PROMPT.
Each line that includes the word "hand" should be copied from the records.

= = = = = = =

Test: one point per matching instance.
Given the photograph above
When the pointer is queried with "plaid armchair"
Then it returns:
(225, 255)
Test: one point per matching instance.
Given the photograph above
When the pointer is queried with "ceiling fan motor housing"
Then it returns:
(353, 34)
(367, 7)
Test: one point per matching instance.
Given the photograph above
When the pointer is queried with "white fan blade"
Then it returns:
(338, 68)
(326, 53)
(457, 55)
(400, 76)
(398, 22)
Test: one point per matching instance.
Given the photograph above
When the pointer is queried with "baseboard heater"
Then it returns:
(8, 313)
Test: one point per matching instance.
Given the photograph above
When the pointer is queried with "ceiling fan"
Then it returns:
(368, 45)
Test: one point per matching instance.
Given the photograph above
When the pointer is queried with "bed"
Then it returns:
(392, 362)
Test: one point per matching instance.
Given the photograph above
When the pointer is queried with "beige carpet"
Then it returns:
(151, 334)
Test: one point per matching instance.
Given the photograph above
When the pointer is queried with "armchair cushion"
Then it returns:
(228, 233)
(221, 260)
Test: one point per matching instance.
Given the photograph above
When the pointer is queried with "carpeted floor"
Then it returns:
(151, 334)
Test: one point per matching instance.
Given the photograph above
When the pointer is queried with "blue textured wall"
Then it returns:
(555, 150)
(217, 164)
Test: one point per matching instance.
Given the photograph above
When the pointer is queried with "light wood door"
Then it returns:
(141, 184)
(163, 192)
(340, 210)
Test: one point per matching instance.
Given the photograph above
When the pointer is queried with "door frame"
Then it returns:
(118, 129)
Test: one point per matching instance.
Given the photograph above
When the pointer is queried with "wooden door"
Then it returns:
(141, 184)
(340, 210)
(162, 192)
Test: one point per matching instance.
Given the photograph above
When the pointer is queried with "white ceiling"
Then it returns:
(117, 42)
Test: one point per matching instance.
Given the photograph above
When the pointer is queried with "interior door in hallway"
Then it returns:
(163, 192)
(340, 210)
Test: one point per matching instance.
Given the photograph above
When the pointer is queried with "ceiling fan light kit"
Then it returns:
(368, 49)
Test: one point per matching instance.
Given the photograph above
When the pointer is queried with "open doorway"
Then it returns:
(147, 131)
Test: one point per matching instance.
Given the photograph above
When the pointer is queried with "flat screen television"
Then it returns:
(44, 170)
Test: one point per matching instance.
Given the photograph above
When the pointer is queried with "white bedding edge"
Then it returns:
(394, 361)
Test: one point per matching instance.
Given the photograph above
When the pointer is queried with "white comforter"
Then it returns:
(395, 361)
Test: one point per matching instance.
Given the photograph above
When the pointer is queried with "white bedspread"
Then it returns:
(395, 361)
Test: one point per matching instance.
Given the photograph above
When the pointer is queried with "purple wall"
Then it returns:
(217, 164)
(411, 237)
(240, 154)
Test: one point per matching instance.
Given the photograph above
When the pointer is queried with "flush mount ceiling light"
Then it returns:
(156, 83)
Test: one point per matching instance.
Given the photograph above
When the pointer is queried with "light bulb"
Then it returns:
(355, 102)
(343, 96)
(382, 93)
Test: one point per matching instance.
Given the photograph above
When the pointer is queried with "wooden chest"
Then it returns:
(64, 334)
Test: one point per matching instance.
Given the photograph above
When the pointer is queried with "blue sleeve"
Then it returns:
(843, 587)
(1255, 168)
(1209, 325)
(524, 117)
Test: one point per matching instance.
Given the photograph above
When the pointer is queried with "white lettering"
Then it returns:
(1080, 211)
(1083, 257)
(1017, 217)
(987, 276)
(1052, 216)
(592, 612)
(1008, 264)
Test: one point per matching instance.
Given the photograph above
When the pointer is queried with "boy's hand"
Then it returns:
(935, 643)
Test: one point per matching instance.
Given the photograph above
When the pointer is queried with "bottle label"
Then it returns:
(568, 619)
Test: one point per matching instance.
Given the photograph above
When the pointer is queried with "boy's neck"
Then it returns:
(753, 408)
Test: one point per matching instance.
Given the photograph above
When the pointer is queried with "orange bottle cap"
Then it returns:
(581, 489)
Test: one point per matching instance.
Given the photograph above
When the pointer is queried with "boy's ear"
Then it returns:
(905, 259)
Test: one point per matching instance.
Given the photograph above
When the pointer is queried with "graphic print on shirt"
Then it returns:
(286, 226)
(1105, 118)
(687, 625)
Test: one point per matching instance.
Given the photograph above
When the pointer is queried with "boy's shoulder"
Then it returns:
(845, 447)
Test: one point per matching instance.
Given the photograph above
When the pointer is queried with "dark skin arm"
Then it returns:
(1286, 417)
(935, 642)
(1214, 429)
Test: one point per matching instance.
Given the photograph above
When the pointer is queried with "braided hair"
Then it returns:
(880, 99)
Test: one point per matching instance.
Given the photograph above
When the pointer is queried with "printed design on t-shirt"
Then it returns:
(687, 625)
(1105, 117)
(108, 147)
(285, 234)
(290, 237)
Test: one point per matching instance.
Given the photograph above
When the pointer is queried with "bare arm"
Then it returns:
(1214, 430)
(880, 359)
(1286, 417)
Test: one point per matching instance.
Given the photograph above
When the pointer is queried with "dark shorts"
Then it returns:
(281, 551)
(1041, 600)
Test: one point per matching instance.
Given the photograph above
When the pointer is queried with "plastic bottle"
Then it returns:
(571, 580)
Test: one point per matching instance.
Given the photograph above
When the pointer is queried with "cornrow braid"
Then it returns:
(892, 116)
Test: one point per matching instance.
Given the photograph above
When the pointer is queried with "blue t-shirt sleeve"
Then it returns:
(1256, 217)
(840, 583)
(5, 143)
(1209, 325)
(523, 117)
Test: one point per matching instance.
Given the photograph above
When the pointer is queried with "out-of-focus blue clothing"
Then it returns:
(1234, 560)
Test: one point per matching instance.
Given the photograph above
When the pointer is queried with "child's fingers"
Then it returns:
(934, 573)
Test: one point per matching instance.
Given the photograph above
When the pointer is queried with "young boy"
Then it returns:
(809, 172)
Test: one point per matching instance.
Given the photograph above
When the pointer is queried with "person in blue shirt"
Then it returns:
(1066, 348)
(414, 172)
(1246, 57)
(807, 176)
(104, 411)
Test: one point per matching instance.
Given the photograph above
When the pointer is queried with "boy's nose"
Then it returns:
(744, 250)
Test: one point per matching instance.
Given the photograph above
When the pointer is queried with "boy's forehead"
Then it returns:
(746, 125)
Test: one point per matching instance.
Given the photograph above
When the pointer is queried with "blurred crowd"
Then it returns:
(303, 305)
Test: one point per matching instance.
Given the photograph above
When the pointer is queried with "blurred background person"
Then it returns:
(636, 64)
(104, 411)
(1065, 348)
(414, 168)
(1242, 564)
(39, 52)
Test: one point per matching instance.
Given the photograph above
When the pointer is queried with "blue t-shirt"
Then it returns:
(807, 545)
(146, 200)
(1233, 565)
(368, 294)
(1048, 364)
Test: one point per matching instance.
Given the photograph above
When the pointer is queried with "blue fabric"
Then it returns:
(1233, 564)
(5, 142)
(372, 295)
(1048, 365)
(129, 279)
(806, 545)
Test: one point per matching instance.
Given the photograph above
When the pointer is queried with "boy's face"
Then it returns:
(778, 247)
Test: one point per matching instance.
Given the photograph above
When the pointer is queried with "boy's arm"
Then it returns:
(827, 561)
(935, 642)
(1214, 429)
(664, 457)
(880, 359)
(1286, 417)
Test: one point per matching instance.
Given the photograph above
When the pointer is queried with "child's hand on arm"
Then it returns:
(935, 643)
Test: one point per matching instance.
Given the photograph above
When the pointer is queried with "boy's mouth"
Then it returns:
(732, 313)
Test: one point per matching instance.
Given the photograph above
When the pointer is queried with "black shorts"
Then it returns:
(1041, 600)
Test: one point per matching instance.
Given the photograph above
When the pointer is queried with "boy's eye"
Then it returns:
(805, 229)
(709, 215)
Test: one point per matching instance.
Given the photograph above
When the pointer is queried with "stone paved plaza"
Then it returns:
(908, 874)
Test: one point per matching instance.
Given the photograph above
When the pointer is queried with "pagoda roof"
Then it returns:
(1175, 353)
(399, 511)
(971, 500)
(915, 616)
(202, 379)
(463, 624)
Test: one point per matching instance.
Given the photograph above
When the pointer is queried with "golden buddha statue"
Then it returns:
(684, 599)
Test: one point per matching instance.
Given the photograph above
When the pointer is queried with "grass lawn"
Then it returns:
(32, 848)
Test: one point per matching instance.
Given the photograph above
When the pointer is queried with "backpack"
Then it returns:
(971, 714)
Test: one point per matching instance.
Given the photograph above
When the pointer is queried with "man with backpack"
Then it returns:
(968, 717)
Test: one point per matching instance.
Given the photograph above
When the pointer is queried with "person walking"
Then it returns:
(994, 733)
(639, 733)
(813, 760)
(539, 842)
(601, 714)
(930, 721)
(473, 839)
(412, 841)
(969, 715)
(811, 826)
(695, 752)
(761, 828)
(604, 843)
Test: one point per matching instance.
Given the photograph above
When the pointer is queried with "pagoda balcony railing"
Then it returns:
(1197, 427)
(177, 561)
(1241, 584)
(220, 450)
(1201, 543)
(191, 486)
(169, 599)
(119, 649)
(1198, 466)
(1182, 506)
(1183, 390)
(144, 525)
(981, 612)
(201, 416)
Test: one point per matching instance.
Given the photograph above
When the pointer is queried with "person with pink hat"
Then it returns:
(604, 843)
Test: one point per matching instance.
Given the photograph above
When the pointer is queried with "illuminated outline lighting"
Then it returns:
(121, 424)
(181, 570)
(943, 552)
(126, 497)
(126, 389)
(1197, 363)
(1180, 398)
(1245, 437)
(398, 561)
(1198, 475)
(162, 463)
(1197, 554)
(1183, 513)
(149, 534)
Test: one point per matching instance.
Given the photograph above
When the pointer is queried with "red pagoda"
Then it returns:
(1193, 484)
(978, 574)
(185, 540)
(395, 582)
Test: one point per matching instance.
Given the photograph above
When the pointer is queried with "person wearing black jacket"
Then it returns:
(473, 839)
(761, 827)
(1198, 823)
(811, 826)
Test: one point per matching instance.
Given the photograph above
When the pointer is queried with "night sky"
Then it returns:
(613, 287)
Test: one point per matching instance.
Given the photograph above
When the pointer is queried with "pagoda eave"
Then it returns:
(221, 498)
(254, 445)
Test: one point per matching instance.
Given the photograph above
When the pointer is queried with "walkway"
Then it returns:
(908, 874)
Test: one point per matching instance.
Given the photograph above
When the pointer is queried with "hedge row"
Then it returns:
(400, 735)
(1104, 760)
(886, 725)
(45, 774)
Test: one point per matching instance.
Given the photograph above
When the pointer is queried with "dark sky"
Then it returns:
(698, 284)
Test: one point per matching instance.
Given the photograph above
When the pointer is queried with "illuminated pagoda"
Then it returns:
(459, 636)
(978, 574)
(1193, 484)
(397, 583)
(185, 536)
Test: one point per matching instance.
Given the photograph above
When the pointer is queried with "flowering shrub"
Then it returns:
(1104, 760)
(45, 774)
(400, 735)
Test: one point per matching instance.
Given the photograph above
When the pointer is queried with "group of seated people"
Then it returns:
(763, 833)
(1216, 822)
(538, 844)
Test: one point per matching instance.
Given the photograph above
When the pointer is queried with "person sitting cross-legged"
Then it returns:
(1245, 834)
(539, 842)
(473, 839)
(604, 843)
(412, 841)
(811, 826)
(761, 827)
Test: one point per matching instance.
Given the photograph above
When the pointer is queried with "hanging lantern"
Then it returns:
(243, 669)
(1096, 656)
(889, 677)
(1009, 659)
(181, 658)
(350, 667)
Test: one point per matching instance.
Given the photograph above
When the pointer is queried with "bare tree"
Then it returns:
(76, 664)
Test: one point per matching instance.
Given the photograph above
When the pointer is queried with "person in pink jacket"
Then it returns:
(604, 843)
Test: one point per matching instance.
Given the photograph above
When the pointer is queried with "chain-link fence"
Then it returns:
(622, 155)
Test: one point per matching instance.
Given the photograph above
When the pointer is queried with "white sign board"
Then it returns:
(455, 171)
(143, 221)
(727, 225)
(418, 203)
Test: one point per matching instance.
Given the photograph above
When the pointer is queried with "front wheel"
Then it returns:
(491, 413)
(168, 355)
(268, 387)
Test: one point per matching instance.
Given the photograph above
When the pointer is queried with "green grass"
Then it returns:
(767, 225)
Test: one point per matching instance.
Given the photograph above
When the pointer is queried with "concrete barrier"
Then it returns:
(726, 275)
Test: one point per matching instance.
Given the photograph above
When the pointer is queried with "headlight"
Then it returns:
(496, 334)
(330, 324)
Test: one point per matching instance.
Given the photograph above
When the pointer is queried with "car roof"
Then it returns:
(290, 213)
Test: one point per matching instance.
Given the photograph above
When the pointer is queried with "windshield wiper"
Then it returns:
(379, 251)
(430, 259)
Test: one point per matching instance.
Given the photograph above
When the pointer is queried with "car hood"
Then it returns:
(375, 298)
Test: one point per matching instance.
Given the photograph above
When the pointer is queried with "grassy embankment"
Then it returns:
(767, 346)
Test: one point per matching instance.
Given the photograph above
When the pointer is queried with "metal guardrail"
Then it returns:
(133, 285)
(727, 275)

= = = = = = =

ANSWER TO THIS PROBLEM.
When the pointer is queried with "boy's hand"
When the pointer is queried with "child's hand on arm"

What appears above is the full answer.